Task directions: Any images in the records should be skipped; transcribe the rest exactly.

[Point-per-instance localization data]
------------------------------------

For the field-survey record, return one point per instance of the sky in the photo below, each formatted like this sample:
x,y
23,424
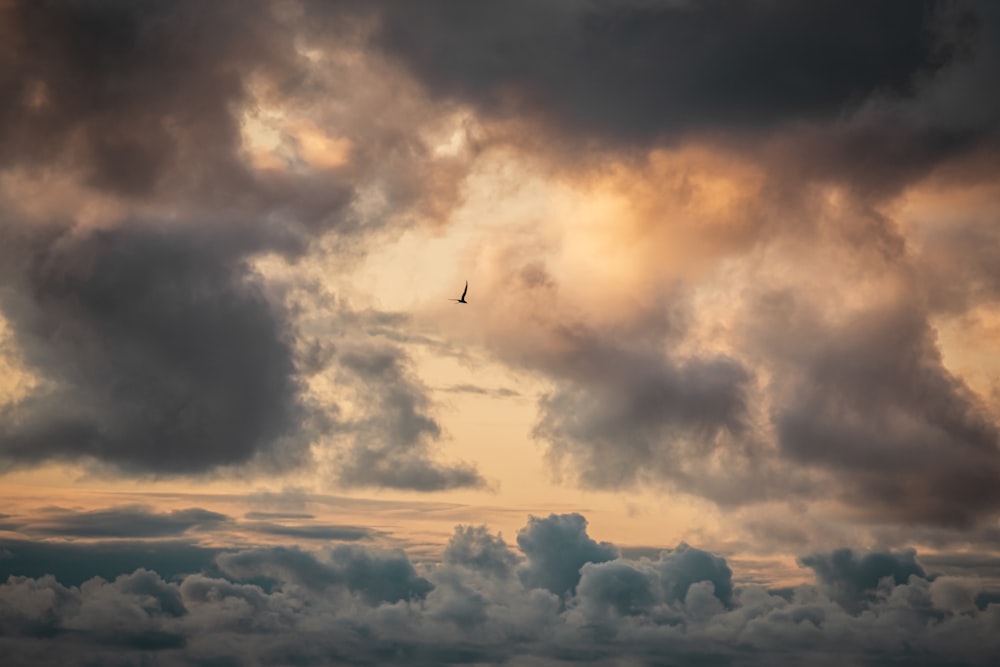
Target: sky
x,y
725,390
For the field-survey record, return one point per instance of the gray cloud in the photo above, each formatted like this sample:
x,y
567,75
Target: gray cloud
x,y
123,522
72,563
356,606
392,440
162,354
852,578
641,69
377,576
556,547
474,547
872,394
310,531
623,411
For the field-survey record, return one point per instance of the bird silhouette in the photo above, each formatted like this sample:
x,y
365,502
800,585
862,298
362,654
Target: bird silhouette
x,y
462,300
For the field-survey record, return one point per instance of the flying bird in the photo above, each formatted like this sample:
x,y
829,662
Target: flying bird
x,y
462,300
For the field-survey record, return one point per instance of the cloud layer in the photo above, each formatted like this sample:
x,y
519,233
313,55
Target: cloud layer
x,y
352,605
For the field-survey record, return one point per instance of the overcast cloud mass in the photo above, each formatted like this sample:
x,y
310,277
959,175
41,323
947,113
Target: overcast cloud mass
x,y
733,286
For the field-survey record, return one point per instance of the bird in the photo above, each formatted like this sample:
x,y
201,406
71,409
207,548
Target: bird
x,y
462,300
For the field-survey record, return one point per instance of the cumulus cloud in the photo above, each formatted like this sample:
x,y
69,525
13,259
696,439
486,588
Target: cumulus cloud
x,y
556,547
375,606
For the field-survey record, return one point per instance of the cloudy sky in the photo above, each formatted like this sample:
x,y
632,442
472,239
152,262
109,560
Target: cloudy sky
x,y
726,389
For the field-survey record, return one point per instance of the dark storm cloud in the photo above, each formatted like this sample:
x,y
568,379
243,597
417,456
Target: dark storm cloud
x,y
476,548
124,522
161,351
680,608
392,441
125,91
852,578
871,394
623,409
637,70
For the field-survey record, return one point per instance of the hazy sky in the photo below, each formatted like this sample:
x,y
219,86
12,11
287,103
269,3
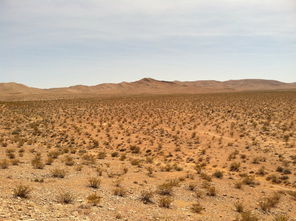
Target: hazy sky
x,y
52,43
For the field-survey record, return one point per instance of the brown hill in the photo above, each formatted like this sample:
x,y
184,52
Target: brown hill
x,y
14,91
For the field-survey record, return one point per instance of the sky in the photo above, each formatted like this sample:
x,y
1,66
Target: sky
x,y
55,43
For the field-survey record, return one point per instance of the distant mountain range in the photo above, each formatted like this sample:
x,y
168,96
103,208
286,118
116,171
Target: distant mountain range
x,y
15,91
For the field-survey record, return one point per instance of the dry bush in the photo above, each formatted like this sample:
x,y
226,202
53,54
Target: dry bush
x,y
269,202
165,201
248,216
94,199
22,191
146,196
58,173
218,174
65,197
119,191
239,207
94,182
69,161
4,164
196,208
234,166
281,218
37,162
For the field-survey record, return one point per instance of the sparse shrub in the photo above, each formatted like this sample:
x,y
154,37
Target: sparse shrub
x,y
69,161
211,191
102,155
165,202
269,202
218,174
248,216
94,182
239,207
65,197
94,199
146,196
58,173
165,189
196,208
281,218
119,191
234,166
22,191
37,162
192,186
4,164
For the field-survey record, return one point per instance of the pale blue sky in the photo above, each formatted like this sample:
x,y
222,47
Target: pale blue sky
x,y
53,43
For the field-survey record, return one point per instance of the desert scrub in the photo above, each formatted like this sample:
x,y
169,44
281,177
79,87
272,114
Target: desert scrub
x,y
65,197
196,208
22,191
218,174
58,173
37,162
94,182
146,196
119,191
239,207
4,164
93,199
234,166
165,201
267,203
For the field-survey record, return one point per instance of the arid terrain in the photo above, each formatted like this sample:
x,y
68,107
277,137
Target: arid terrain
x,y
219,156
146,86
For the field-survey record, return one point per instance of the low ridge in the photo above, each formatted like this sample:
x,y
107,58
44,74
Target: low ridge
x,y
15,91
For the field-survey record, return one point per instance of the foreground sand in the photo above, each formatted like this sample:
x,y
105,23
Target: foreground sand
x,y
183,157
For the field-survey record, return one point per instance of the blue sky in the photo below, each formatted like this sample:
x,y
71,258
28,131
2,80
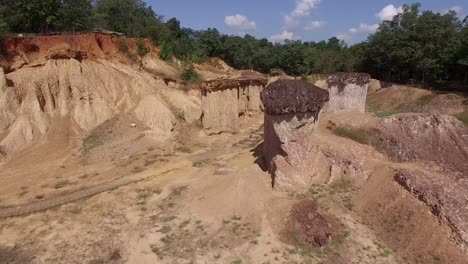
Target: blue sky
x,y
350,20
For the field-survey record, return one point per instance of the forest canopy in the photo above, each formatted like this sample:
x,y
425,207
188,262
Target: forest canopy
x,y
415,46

------------------------------------

Solution for this problem:
For the field-survey record, return one point per instance of the sky in the photo below, each formatted like this sample:
x,y
23,424
Target: sky
x,y
725,390
For the field-survey record, return one point per instance of the gray cloud in the photo above, each formatted like this sample:
x,y
567,75
Target: gray cloud
x,y
123,522
72,563
356,606
392,440
162,354
852,578
641,69
377,576
556,547
474,547
872,394
310,531
623,411
For the field-survey record, return one point per instance of the bird silhouette in the photo above, each formatted like this sample:
x,y
365,502
800,585
862,298
362,654
Target: bird silhouette
x,y
462,300
For the field-survey record, return one point per instance of the flying bird in the photo above, each formatted like this sample:
x,y
829,662
Target: flying bird
x,y
462,300
For the field-survey record, return one point per instance of the cloud layer in the photo above, each formatted like this sample:
x,y
519,233
313,55
Target: cloud layer
x,y
352,605
For the field-survey record, return one point per instance of the overcast cloud mass in the photo above, each formatted like this sample:
x,y
310,277
959,175
41,323
947,113
Target: overcast cloud mass
x,y
733,286
For the field-survey record, return one point per instance of the bird in the photo above, each formatted like this sample:
x,y
201,406
71,409
207,548
Target: bird
x,y
462,300
For the field-survey record, return one point per instance of the cumulus cloud in the photo above, each formatted like this sample:
x,y
69,525
13,259
696,439
486,588
Target: cumulus cloud
x,y
556,547
375,606
For the field-survey record, return one point per instance of the cloudy sky in the photo above, each formatted like this sample:
x,y
632,442
472,239
152,262
109,560
Target: cloudy sky
x,y
726,389
For the field-survey record, return one point per instance of the dark storm cloud in the photo above, each formatted like this sample:
x,y
568,379
243,597
417,456
Target: dark storm cloud
x,y
476,548
124,522
161,351
680,608
392,441
125,91
852,578
871,394
623,409
637,70
For the field-survey record, return one point per instance of the hazy sky in the photo below, each formatted like this sample:
x,y
219,86
12,11
287,103
269,3
Target: hazy sky
x,y
52,43
For the field-survey record, return one point per instance of the brown hill in the photo above, each formatted like this sample:
x,y
184,52
Target: brown hill
x,y
14,91
For the field-survey record, return one point per instance of the sky in the photo above, each formatted like this sample:
x,y
1,66
Target: sky
x,y
55,43
For the field-survey record, return one point per instance of the distant mountain range in the photo above, each formatted like this sample:
x,y
168,96
103,208
286,118
116,171
Target: distant mountain range
x,y
15,91
For the field-survey record, return one point per instance of the dry bush in the photo above, each formatted like this sample:
x,y
226,202
53,54
Target: dry bush
x,y
269,202
165,201
248,216
94,199
22,191
146,196
58,173
218,174
65,197
119,191
239,207
94,182
69,161
4,164
196,208
234,166
281,218
37,162
For the field-survey record, return one point per instance of the sparse shrub in the photo above, each formatted like this sample:
x,y
154,37
Target: sparse shrub
x,y
69,161
211,191
102,155
165,202
269,202
218,174
248,216
94,182
239,207
65,197
94,199
146,196
58,173
165,189
196,208
281,218
119,191
234,166
22,191
37,162
192,186
4,164
For the field-survey record, return one point per instance of the pale blue sky in the photo above, each formatted like this sample:
x,y
222,47
Target: pale blue sky
x,y
53,43
For the field-survey record, return one point per instance of the desert scrub in the photo above, each formatted like this sample:
x,y
169,44
281,177
79,87
272,114
Target: desert scrub
x,y
65,197
196,208
22,191
218,174
58,173
37,162
94,182
146,196
119,191
239,207
4,164
93,199
234,166
165,201
267,203
For the field-survey record, return one point per instance of the arid terrain in the photo above, each formatted like this sample:
x,y
68,107
277,137
Target: arid terrain
x,y
219,156
146,86
For the field-survey record, return one point per instance of the low ridge in the photo above, each formatted like this sample:
x,y
107,58
44,74
Target: low ridge
x,y
15,91
For the field-survey record, return one point per instance of the foreground sand in the photo above, each formatted like this sample:
x,y
105,23
Target: foreground sand
x,y
183,157
For the field-survey record, return one point per instance of the blue sky in the photo below, each formatted like this sample:
x,y
71,258
28,131
2,80
Target: blue sky
x,y
350,20
For the field-survey record, return one point per instance of the forest canopy in the photo above, each formatted like this sample:
x,y
425,207
188,262
Target: forest canopy
x,y
415,46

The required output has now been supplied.